[Source records]

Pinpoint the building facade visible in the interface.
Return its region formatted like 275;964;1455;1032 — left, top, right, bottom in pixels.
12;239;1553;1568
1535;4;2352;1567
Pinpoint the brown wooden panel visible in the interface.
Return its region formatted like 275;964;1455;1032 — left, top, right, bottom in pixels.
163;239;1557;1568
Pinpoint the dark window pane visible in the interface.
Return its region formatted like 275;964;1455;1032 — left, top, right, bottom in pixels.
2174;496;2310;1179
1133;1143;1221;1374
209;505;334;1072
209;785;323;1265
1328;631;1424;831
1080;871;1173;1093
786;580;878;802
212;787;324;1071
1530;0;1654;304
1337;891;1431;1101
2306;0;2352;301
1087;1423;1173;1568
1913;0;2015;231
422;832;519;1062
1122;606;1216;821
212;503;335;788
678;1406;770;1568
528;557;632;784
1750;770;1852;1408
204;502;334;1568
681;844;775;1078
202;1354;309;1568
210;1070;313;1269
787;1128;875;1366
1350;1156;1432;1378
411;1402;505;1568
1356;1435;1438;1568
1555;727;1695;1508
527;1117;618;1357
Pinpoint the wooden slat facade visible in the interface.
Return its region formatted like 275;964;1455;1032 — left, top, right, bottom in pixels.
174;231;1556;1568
...
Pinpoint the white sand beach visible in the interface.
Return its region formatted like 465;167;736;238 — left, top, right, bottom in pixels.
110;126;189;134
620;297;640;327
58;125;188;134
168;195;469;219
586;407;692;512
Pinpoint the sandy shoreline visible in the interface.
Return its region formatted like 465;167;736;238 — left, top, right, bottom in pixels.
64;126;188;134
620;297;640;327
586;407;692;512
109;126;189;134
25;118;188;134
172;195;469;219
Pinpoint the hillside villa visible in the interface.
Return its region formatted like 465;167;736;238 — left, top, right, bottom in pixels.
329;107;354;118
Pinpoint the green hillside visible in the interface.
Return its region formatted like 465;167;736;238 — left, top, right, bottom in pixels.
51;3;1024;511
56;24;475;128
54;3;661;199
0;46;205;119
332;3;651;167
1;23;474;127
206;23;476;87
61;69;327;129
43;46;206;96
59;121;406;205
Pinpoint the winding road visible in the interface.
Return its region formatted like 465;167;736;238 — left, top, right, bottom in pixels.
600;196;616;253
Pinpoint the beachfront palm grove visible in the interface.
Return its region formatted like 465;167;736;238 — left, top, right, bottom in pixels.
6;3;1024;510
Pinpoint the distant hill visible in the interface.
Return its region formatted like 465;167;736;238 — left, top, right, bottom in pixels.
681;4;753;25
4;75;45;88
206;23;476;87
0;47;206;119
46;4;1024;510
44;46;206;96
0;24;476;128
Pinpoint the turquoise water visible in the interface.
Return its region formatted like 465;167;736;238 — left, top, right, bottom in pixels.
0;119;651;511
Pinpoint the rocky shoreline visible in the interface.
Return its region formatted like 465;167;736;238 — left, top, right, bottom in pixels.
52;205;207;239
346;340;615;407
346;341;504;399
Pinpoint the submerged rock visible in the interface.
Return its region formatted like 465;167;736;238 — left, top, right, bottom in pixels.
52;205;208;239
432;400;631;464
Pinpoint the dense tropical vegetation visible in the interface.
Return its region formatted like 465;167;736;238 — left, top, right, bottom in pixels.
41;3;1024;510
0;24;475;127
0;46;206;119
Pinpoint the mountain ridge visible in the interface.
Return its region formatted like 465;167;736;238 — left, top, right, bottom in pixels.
==
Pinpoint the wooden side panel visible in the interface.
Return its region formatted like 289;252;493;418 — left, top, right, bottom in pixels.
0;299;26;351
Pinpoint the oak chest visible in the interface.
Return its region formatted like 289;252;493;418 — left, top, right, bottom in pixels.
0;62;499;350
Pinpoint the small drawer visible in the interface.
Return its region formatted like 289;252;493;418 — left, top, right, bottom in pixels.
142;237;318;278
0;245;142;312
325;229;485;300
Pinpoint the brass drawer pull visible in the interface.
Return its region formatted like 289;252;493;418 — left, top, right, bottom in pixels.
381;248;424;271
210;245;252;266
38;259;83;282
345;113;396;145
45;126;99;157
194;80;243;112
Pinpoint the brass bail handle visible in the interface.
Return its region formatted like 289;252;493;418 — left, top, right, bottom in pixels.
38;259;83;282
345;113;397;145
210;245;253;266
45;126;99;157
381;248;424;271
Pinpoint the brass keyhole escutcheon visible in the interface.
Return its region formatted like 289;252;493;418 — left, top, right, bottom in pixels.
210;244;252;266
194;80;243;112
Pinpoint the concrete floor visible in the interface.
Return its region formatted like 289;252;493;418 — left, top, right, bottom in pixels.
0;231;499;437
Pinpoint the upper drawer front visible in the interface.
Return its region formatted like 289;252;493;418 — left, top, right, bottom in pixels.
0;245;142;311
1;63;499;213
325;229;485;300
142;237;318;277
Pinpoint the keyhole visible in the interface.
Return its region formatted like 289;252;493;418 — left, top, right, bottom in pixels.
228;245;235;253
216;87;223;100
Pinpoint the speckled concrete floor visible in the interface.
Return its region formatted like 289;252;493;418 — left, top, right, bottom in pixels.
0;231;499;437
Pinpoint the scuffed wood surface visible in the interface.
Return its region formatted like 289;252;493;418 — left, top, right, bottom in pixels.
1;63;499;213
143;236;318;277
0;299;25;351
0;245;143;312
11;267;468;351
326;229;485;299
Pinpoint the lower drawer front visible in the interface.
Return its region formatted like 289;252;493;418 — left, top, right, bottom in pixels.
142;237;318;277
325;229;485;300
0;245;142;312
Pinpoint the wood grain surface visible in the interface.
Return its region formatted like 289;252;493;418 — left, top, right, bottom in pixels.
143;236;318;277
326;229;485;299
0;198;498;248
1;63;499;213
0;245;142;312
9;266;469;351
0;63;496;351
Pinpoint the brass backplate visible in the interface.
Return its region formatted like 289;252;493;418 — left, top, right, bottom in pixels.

**WORK ORDER**
Search the records for the string "drawer" and report each line that has it.

**SOLUTION**
Pinpoint the small drawer visible in the interface.
Pinpoint the brass drawer pull visible in the interface.
Pinpoint the upper drawer front visible in the interface.
Pinpoint the lower drawer front visible in the interface.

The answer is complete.